**THINGS TO DO**
(1) Please extract the passage of the text on Kubernetes upgrades from "- Upgrading Kubernetes" to "deployments break, etc.".
(2) According to the text on Kubernetes upgrades, why does GKE exist?
(3) List every problem the text on Kubernetes upgrades names as happening when Kubernetes distributions are upgraded.

GKE Making Kubernetes Upgrades (Extremely) Easy
At some point, you have to upgrade. And invariably, upgrades are dicey. So much so that entire organizations would rather continue running old (and quite vulnerable or unsupported) software rather than deal with upgrading to the latest (and safest) stable version of a given software platform. And that’s just traditional software.
Kubernetes is not (yet) traditional software, and it includes numerous moving parts and pieces that in aggregate provide one of the most compelling operational deployment platforms we’ve seen in tech history. This inherent complexity has implications in two ways:
- Multi-tenancy is an almost forced decision due to the difficulty with which Kubernetes distributions are managed. Operations teams today are simply not built to support at-will provisioning of Kubernetes clusters. This is precisely why GKE exists, to give organizations the inherited capability to run like Google and provision at will.
- Upgrading Kubernetes distributions is operationally error-prone. Artifacts are left over, configurations go stale, components are missed, deployments break, etc.
The second you enter into a multi-tenant environment, upgrades become a decision by committee at best and a non-starter at worst. But this isn’t a discussion of multi-tenancy (that’s another post). This is more about the fact that an upgrade is often a traumatic event. And it really doesn’t have to be. Google’s Kubernetes Engine (GKE) provides a means by which Kubernetes can be used and operated effectively.

**GIVEN INFORMATION**

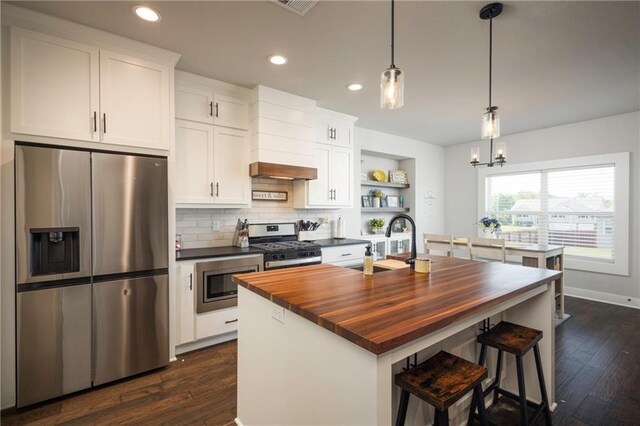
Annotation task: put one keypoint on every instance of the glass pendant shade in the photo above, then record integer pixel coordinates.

**EXPECTED OUTPUTS**
(1)
- Upgrading Kubernetes distributions is operationally error-prone. Artifacts are left over, configurations go stale, components are missed, deployments break, etc.

(2) To give organizations the inherited capability to run like Google and provision at will.

(3)
- Artifacts are left over
- Configurations go stale
- Components are missed
- Deployments break